В одной руке он держал длинный кнут, тонкие кожаные концы которого лежали, свернувшись кольцами на полу у его ног, как змеи. Фуражку он сдвинул на затылок, из-под нее выбивалась и падала на лоб прядь темных волос. Его выбритое толстое лицо выражало полное довольство собой. Этот солдат не имел ничего общего с теми, которых я узнала так хорошо во время войны и к которым я привыкла; я не знала, откуда он такой, как с ним себя вести. Но теперь уже было слишком поздно колебаться, он уже заметил нас и, не меняя позы, смотрел, как мы приближаемся к лачуге.
Нерешительность или смятение погубили бы все. Я смело подошла к нему, но даже теперь не знала, что сказать. Подняв брови и не наклонив головы, он с насмешкой посмотрел на меня.
– Что вам надо? – спросил он, следя за мной.
– Послушайте, – начала я и сделала паузу, пока полностью не взяла себя в руки и не овладела своим голосом. – Сегодня рано утром мои родственники пересекли границу. Наш поезд опоздал, и у нас не было времени получить документы. Я боюсь, что мы не сможем догнать их. А мне нужно повидаться с ними, прежде чем они пересекут немецкую границу. Разрешите нам пройти. Мы вернемся после того, как повидаемся с ними, а затем займемся бумагами.
– Это совершенно невозможно, – ответил он. – Чтобы перейти границу, нужно иметь пропуск местного Совета в Орше. Есть у вас пропуск? А украинская виза?
– Но я же говорю вам, что у нас не было времени получить документы, – возразила я, стараясь изобразить естественное волнение. – В этом-то все и дело. Наши украинские визы у наших родственников, – придумывала я на ходу.
– Покажите мне ваши удостоверения личности и документы, выданные вам там, откуда вы приехали.
Муж достал из кармана бумагу, выданную Павловским Советом. Представитель власти, от которого зависела наша судьба, взял ее в руки и стал изучать. Наши имена были написаны нечетко; это был решающий момент. К счастью, его внимание привлекали главным образом печати, обилие которых, кажется, удовлетворило его.
– Гм, – пробормотал он, переводя взгляд с печатей на нас, – и все же я не могу вас пропустить.

_Задания_.
1. Какую бумагу муж достал из кармана в отрывке о попытке перейти границу?
2. Продолжите отрывок о попытке перейти границу, начав сразу после последней реплики солдата.

_Исходные данные_.
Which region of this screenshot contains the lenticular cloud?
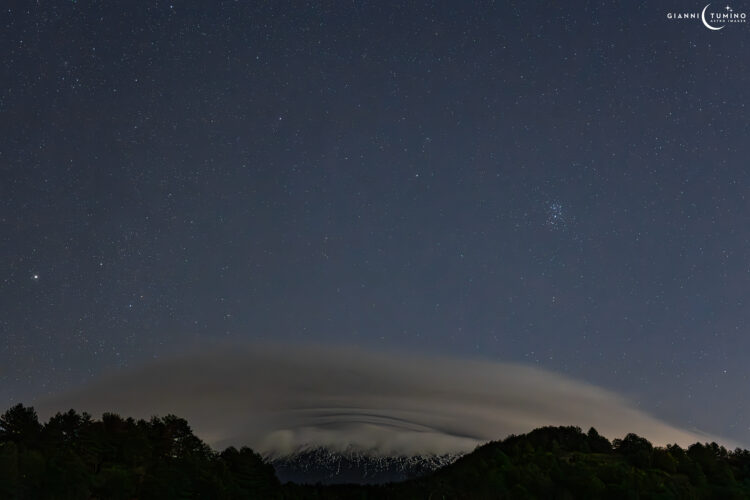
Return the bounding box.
[37,345,706,456]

_Ответы_.
1. Бумагу, выданную Павловским Советом.

2.
– О господи, но это же ужасно! – запричитала я, все больше и больше входя в роль. – Что же нам делать? Если мы не получим свои визы, то тогда нам надо начинать все сначала. Вы хотите, чтобы мы поехали назад в Петроград?
– Мне все равно, что вы будете делать, но я не могу пропустить вас без документов, – сказал этот человек уже несколько нетерпеливо.
К этому времени я уже твердо решила не сдаваться. Будь что будет, но мы должны оказаться по другую сторону большевистского забора. Все наше будущее, вся наша жизнь зависели от этого.
– Послушайте! – рискнула я, – видите там дрожки? В них находится весь наш багаж, и брат моего мужа останется с ним, пока мы не вернемся. И у нас нет денег.
Сказав это, я открыла свою старую сумочку под самым его носом. В ней лежал только потертый портсигар и носовой платочек. Кусок мыла, в котором была спрятана бумага из шведской дипломатической миссии, в то время находился в кармане моего плаща и, казалось, жег мне бок. Перьевые ручки со спрятанными в них деньгами лежали в карманах моего мужа. Что если этому солдату вдруг вздумается обыскать нас?
И все же я заметила, что мои последние доводы вроде бы возымели какое-то действие; он был в нерешительности. Я стала еще убедительнее. Мое красноречие заставило его молчать. Наконец, оглядевшись вокруг и убедившись, что мы одни, он вдруг сказал:
– Ладно, идите.
Я даже не поблагодарила в ответ, так велико было мое удивление. Одновременно шагнув, мы с мужем двинулись к двери.
– Сюда, – показал он на другую дверь.
Мы прошли через вторую комнату, где изможденные чиновники все еще в старой таможенной форме с любопытством посмотрели на нас.
Через минуту мы были по другую сторону большевистского забора. Перед нами лежала полоса ничейной земли шириной, наверное, с четверть мили, отделяющая нас от германской территории.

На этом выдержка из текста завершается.